**Description of the task:** Identify every line of the records that contains the word "background" and copy each of those lines.

* begin Record extracts *

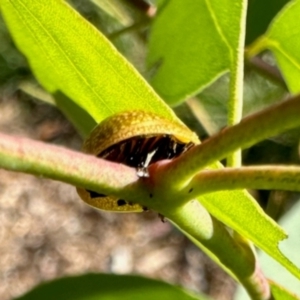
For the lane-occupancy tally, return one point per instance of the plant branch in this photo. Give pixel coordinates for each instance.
(266, 123)
(256, 177)
(58, 163)
(235, 103)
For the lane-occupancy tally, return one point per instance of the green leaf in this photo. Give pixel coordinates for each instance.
(193, 44)
(282, 39)
(108, 287)
(210, 106)
(239, 211)
(259, 15)
(116, 10)
(280, 293)
(68, 55)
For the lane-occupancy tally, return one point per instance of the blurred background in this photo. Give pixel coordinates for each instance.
(47, 232)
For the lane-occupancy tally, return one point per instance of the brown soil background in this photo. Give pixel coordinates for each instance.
(47, 232)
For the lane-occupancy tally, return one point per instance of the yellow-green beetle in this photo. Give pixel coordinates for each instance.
(136, 139)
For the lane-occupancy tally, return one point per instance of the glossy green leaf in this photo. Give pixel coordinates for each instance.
(192, 43)
(239, 211)
(116, 10)
(108, 287)
(210, 106)
(68, 55)
(282, 39)
(280, 293)
(259, 15)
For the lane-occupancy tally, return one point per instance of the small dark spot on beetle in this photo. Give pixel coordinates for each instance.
(95, 194)
(121, 202)
(162, 218)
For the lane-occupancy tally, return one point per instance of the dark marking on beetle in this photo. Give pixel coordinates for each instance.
(95, 194)
(121, 202)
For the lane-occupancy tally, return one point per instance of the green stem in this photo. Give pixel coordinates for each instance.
(259, 126)
(25, 155)
(235, 254)
(258, 177)
(235, 103)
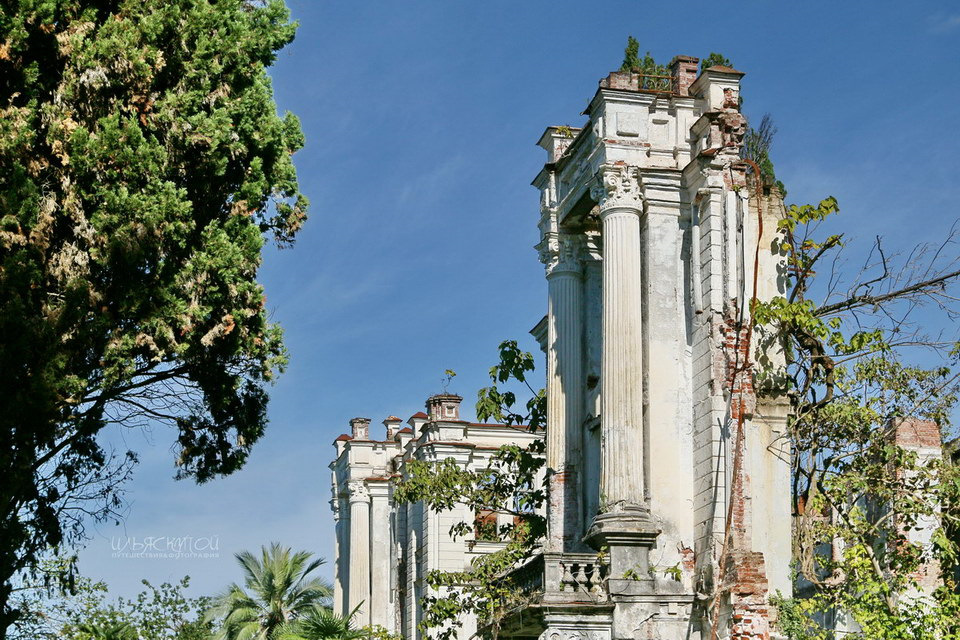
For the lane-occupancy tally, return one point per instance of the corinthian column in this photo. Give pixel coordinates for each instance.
(560, 254)
(623, 524)
(359, 580)
(621, 416)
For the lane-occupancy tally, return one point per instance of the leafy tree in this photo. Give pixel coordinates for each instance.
(631, 55)
(850, 363)
(715, 60)
(106, 631)
(508, 486)
(157, 613)
(645, 66)
(50, 596)
(277, 590)
(142, 163)
(756, 147)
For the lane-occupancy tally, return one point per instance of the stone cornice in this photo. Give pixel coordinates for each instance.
(358, 491)
(561, 253)
(618, 186)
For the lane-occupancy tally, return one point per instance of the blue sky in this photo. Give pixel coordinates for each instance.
(421, 120)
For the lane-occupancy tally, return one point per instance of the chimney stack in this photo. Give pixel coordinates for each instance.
(444, 406)
(683, 69)
(360, 427)
(393, 426)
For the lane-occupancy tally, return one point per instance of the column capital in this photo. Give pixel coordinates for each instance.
(357, 490)
(561, 253)
(618, 186)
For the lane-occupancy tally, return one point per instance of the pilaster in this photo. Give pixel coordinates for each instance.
(359, 583)
(560, 253)
(381, 605)
(623, 524)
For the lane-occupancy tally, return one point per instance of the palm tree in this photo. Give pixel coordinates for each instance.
(277, 590)
(320, 623)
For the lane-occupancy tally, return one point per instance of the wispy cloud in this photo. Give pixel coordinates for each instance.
(945, 24)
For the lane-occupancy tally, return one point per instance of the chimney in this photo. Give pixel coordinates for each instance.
(917, 435)
(360, 428)
(444, 406)
(393, 426)
(683, 69)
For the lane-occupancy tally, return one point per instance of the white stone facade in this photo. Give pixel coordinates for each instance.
(385, 550)
(655, 237)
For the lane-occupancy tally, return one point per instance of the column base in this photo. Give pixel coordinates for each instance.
(628, 535)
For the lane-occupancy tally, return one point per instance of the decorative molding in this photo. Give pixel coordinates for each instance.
(358, 491)
(618, 185)
(561, 252)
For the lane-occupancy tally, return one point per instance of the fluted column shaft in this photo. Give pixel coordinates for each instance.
(359, 581)
(621, 422)
(564, 395)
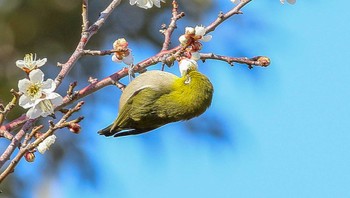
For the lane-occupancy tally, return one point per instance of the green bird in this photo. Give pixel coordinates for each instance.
(156, 98)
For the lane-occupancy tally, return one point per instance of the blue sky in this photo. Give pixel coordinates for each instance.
(287, 125)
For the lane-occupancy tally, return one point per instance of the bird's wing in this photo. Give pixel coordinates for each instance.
(138, 106)
(150, 79)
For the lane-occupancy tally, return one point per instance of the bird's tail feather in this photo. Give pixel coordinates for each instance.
(121, 132)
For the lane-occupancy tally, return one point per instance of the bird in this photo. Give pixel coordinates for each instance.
(156, 98)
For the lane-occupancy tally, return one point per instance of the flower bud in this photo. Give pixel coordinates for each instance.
(189, 30)
(29, 156)
(74, 128)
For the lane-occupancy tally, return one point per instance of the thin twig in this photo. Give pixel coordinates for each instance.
(168, 32)
(222, 17)
(255, 61)
(29, 147)
(84, 14)
(15, 142)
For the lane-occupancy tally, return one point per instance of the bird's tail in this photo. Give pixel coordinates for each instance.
(121, 132)
(107, 131)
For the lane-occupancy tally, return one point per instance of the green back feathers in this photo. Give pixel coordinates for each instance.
(156, 98)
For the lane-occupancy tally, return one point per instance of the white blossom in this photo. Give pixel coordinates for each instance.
(30, 63)
(38, 95)
(45, 145)
(146, 3)
(186, 64)
(129, 60)
(195, 56)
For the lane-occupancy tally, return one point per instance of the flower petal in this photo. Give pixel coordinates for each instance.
(195, 56)
(20, 63)
(23, 85)
(206, 38)
(25, 102)
(55, 98)
(36, 76)
(115, 59)
(41, 62)
(48, 86)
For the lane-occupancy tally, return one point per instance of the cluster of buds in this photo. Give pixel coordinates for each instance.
(191, 40)
(122, 52)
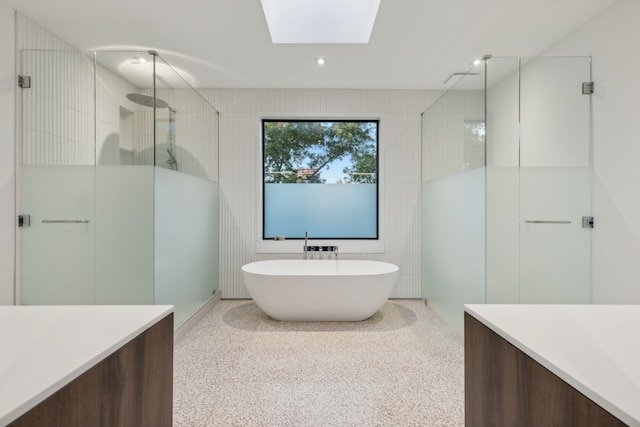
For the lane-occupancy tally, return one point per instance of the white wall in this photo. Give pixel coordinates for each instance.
(7, 153)
(240, 165)
(611, 39)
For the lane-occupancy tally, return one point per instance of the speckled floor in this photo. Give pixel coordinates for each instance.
(238, 367)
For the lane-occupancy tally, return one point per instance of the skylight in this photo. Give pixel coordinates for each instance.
(320, 21)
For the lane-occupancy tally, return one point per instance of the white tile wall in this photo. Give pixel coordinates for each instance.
(240, 165)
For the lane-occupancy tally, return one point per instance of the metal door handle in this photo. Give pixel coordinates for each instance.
(65, 221)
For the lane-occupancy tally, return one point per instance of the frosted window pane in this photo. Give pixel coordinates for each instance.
(324, 211)
(320, 177)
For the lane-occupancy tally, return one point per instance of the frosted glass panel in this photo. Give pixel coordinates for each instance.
(453, 235)
(186, 251)
(124, 235)
(57, 258)
(555, 258)
(323, 210)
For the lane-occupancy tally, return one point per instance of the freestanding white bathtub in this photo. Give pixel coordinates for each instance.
(319, 290)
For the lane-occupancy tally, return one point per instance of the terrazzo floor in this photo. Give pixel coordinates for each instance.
(238, 367)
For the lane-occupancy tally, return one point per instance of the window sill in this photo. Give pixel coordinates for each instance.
(295, 246)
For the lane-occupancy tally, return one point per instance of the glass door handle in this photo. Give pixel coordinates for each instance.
(65, 221)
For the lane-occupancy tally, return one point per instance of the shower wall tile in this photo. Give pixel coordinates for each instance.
(240, 165)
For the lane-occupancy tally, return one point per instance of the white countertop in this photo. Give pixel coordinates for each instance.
(43, 348)
(594, 348)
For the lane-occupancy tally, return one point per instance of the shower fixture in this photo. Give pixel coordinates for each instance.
(150, 101)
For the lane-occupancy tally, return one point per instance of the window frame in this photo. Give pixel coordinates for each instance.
(346, 245)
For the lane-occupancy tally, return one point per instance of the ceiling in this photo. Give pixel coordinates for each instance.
(415, 44)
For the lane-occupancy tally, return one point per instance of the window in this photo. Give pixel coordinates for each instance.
(320, 177)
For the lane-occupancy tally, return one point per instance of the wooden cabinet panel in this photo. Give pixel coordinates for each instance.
(131, 387)
(505, 387)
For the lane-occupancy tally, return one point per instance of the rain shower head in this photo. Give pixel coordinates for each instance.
(147, 100)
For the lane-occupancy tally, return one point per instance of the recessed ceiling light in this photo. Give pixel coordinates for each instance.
(138, 60)
(320, 21)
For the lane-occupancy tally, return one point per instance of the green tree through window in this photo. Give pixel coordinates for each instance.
(301, 151)
(343, 154)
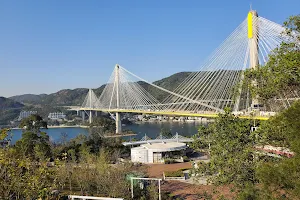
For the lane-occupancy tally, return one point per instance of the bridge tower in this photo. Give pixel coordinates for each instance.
(118, 116)
(90, 97)
(253, 45)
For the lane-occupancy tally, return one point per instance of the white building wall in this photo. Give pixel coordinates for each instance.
(150, 156)
(139, 155)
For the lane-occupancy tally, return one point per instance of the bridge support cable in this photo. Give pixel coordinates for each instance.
(217, 76)
(175, 94)
(222, 73)
(216, 85)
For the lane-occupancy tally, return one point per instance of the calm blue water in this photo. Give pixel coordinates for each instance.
(151, 129)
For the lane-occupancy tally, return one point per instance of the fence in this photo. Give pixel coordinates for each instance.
(73, 197)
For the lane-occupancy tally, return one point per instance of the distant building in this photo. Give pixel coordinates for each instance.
(56, 115)
(25, 114)
(156, 152)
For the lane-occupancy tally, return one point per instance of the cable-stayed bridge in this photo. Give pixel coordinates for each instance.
(204, 93)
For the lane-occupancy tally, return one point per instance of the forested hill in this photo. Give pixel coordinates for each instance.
(9, 109)
(76, 96)
(6, 103)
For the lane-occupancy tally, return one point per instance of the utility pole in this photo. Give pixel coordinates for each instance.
(118, 117)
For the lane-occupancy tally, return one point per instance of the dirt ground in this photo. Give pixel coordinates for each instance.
(186, 190)
(156, 170)
(196, 192)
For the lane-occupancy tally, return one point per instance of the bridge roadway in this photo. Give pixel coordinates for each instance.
(167, 113)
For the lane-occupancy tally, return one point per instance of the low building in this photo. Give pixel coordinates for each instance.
(56, 116)
(25, 114)
(157, 152)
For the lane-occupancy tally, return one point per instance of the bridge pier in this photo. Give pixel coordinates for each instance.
(253, 41)
(91, 117)
(118, 123)
(83, 116)
(118, 116)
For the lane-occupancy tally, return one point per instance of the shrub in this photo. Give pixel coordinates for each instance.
(169, 161)
(178, 173)
(186, 159)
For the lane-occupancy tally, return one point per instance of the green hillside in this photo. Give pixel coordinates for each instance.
(45, 103)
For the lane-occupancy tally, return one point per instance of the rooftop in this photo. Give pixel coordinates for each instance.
(164, 146)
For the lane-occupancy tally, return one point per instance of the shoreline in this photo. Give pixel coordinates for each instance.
(74, 126)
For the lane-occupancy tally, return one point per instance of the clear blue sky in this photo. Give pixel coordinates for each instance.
(46, 46)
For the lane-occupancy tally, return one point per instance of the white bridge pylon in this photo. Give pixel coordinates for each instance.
(209, 90)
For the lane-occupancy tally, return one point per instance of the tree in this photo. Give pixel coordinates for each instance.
(281, 177)
(232, 158)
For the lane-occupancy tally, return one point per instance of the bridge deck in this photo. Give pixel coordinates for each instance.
(169, 113)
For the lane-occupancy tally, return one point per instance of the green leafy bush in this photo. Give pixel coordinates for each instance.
(178, 173)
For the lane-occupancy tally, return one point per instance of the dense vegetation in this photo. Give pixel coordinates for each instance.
(86, 165)
(9, 110)
(232, 145)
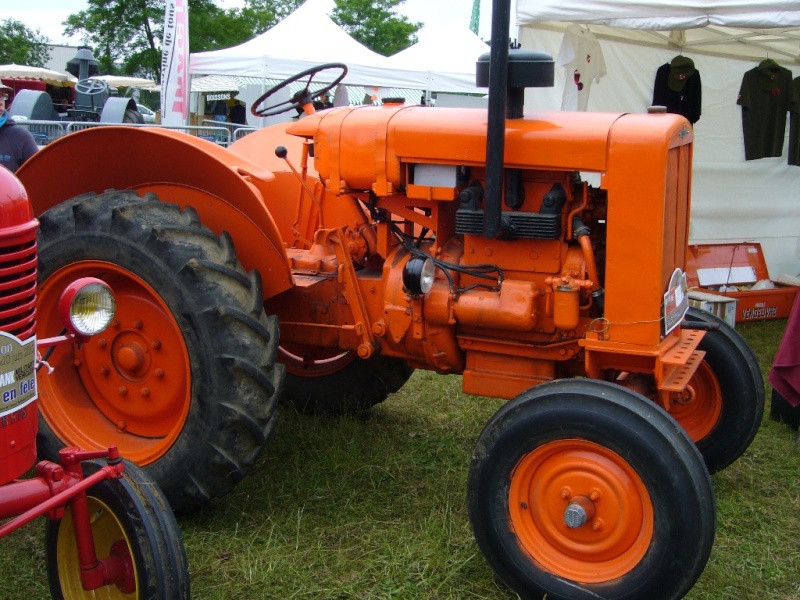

* end Record extracts *

**Reply to the task:**
For the lane-occupancy tally, return one point per instance of the blurred background in this photo. Give pixel coordinates for each instance.
For the lane-occupancy tally, return one point per instance of the brown soil background in this photo. Give pixel coordinates for each instance.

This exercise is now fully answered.